Europa,
onde estás?
1. Mais parece virtual que real a realidade europeia no seu posi-cionamento diante de cada dia de vida global. São inúmeros os esforços e os desafios, mas são do mesmo modo as inquietações da insignificância real da União Europeia que é incapaz de ter vez e voz no cenário incerto do tempo presente. Mas talvez, à luz dos pais fundadores, do-mal-o-menos, já se conseguiu muito nesta aprendizagem comum, num esforço em aprender a “viver juntos”, pelo menos evitando guerras e batalhas de campo entre os históricos e rivais países europeus.

┄┄┄┄┄┄┄┄┄┄┄┄┄┄┄┄┄┄┄┄

Pedido recebido A - No excerto sobre a União Europeia, que realidades enumera a frase que começa por "São inúmeros"?

Conjunto de dados -

┄┄┄┄┄┄┄┄┄┄┄┄┄┄┄┄┄┄┄┄

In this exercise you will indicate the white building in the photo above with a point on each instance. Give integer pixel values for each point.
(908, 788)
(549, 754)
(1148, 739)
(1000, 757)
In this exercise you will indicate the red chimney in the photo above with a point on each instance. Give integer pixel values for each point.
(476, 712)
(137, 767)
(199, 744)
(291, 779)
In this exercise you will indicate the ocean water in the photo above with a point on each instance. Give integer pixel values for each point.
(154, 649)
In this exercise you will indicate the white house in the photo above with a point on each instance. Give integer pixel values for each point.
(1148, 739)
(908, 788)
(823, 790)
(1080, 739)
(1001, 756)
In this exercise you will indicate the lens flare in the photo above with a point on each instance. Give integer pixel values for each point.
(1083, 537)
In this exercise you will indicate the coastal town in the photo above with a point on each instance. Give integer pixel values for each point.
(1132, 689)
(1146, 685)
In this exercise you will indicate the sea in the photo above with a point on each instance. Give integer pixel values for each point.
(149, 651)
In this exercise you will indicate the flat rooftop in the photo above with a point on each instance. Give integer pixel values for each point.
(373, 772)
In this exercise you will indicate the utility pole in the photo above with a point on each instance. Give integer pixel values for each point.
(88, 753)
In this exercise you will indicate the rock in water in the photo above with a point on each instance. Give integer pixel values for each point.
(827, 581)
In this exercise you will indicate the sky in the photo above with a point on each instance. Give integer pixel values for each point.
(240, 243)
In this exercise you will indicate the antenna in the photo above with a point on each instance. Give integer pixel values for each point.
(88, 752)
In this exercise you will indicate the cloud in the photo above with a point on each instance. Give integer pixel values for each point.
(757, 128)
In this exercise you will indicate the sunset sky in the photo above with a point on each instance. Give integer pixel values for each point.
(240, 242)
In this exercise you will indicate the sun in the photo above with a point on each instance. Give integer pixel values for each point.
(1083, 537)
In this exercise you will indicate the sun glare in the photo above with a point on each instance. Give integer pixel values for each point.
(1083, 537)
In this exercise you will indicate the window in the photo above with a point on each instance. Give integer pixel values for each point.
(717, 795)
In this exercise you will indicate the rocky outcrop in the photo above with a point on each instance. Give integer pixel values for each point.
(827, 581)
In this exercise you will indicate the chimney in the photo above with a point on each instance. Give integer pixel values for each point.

┄┄┄┄┄┄┄┄┄┄┄┄┄┄┄┄┄┄┄┄

Pedido recebido B - Disponha a listagem como CSV de duas colunas, pedido e resposta, com uma linha por pedido e cada campo entre aspas, trocando as quebras de linha por espaços. Comece no início da listagem e pare depois da linha que contém "(1000, 757)".

Resposta completa A - Os esforços, os desafios e as inquietações da insignificância real da União Europeia.

Resposta completa B -
pedido,resposta
"In this exercise you will indicate the white building in the photo above with a point on each instance. Give integer pixel values for each point.","(908, 788) (549, 754) (1148, 739) (1000, 757)"